▸ SELECTED PASSAGE:
··········
Depicted exemplary method 800 includes lowering 810 two pairs of mechanical rods into inter-frame spaces on each side of a single hive frame in a bee hive. In some embodiments concurrent use of two pairs of rods contributes to a reduction in frame damage. Alternatively or additionally, in various embodiments the rods are lowered either into spaces 132 in proximity (e.g. 1 cm, 2 cm, 3 cm, 5 cm, 7.5 cm, 10 cm, 15 cm or intermediate or greater distances) to posts 126 (see FIG. 1) or into spaces 130 between ears 114 (see FIG. 1) or into spaces between central portions of top bars 110 of the hive frames.

In the depicted embodiment, method 800 includes activating 820 a motor connected to a drive train that increases a distance between rods in each pair. In some exemplary embodiments of the invention, the drive train pushes each of said rods with a force of at least 450 Newtons. In some embodiments the applied force is sufficient to break glue joints 128 (FIG. 1).

In some embodiments the rods are provided as downward facing jaws of a motorized clamp (see for example FIGS. 3, 4, 5 and 10a, 10b and 10c). In other exemplary embodiments of the invention, the rods are not part of a motorized clamp as depicted in FIG. 6.

In some exemplary embodiments of the invention, method 800 includes decreasing 830. a distance between jaws of a motorized clamp until the jaws engage and retain the single hive frame. Exemplary clamp configurations are depicted in FIGS. 3, 4, 5, 6 and 10a, 10b and 10c. In the depicted embodiment, method 800 includes lifting 840 the motorized clamp. At this stage the top bar of the frame is raised since it is held by two camps at opposite ends. As a result, the entire hive frame is lifted.

In some exemplary embodiments of the invention, a twin lead screw is used for decreasing 830, for example as depicted in FIG. 3. In some exemplary embodiments of the invention, a rocker arm mechanism is used for decreasing 830 for example as depicted in FIG. 4. In some exemplary embodiments of the invention, a linear actuator mechanism is used for decreasing 830 for example as depicted in FIG. 5. In some exemplary embodiments of the invention, a moving ring actuator is used for decreasing 830 for example as depicted in FIG. 6.
··········
(Some records)
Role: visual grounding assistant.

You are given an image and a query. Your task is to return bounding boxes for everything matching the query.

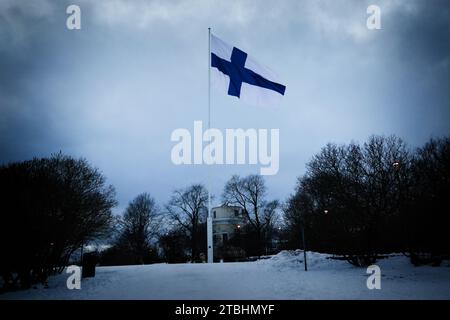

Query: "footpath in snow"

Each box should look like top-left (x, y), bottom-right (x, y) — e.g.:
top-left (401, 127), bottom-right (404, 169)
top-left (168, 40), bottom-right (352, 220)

top-left (0, 251), bottom-right (450, 300)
··········
▸ ACTIONS TO TAKE:
**a)** In the passage on lifting hive frames, how much force does the drive train push each rod with in some embodiments?
**b)** Rewrite the stretch of the passage on lifting hive frames from "In some embodiments the rods" through "clamp as depicted in FIG. 6.", renaming "motorized clamp" as "powered clamp".

▸ EXERCISE SOLUTIONS:
**a)** At least 450 Newtons.

**b)**
In some embodiments the rods are provided as downward facing jaws of a powered clamp (see for example FIGS. 3, 4, 5 and 10a, 10b and 10c). In other exemplary embodiments of the invention, the rods are not part of a powered clamp as depicted in FIG. 6.